What you are asked to do ->
Among the entries that follow, the required portion opens with the line containing "Report one point per instance of the person" and closes with the line containing "Target: white cloud". Give that portion again exactly, and nothing else.

Source records ->
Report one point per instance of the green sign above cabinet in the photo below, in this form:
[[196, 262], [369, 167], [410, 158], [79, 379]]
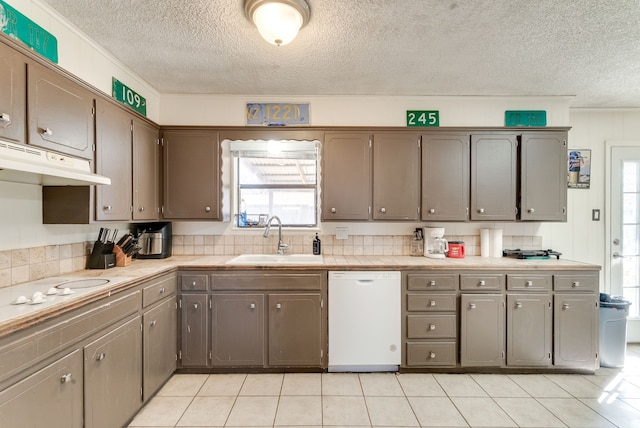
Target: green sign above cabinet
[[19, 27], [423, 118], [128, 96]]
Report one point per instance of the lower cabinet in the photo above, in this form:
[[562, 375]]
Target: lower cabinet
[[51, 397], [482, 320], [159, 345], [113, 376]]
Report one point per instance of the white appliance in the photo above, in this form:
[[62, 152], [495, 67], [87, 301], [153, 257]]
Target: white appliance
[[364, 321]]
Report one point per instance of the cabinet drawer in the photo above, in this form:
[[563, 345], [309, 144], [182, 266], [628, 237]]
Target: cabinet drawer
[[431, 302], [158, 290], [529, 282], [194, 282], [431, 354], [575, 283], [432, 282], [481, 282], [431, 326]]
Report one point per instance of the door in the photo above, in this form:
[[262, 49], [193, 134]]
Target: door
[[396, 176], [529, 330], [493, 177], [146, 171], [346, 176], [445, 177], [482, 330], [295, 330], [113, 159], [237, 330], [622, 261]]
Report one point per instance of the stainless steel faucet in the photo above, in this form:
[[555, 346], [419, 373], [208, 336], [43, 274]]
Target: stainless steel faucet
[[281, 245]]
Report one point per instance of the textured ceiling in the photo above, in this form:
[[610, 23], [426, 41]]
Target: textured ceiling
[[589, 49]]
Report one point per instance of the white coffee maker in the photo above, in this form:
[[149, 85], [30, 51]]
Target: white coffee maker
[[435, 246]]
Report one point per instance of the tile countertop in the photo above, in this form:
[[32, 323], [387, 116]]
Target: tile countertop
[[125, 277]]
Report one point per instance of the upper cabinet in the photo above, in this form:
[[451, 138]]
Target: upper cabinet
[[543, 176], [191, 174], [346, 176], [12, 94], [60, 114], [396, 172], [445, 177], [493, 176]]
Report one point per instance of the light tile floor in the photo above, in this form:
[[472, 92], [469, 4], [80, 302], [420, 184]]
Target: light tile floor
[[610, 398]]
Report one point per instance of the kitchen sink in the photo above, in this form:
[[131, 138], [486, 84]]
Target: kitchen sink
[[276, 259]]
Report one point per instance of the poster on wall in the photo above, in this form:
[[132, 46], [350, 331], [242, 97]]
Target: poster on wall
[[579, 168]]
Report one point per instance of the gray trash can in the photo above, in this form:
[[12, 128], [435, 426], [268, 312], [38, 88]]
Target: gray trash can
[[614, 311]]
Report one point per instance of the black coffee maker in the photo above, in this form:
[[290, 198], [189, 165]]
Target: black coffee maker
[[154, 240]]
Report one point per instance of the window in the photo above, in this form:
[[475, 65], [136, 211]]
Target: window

==

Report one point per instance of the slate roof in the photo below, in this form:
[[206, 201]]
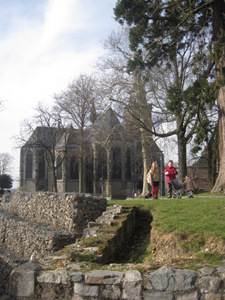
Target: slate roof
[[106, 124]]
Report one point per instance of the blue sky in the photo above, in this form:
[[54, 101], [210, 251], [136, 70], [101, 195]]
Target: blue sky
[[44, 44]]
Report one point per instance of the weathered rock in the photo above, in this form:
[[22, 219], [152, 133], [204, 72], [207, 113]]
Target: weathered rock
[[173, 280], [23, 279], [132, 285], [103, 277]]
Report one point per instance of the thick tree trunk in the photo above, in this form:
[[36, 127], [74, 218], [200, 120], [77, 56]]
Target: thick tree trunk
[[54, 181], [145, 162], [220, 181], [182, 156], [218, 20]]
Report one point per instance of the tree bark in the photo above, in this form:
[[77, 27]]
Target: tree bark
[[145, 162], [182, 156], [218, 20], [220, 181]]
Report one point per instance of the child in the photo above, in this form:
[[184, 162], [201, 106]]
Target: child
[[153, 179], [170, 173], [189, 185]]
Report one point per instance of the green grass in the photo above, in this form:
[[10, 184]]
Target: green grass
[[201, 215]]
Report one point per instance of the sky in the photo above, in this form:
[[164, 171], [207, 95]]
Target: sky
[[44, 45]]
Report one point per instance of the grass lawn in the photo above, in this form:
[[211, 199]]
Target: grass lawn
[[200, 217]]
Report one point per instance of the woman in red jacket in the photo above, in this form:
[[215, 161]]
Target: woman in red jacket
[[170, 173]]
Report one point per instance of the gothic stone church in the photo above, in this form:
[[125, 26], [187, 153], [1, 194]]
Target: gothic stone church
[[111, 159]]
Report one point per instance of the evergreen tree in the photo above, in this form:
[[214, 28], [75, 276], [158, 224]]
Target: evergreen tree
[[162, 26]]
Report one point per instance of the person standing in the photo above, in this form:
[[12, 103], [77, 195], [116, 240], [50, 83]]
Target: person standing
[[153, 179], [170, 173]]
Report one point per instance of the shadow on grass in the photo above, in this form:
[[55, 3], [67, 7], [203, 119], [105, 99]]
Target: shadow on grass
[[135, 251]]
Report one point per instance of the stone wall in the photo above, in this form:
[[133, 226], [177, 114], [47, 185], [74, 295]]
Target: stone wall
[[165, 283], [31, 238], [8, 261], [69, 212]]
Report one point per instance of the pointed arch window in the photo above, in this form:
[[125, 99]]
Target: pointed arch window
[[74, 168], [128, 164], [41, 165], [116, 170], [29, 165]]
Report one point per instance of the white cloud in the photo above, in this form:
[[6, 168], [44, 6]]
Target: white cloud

Answer box ->
Report one point per instance of the person standing in the photo above, in this form:
[[12, 103], [77, 195], [116, 240], [50, 83]]
Target: person standing
[[153, 179], [170, 173]]
Report one point per instance of the shadow on grass in the photo above, in this form:
[[55, 3], [67, 7], [203, 119], [105, 99]]
Target: shadow on grass
[[135, 251]]
Report one point per instance of the stone wall in the photo above, in this form:
[[133, 226], [177, 114], [47, 185], [74, 295]]
Target: stone wall
[[165, 283], [31, 238], [8, 261], [69, 212]]
Report one point per instance of the pointed arch window in the photo above, in this form:
[[125, 99]]
Target: pointed arch window
[[74, 168], [128, 164], [41, 165], [116, 170], [29, 165]]
Report one point per instance of the white cloud in the photo above, in this form:
[[6, 168], [44, 6]]
Target: white cloud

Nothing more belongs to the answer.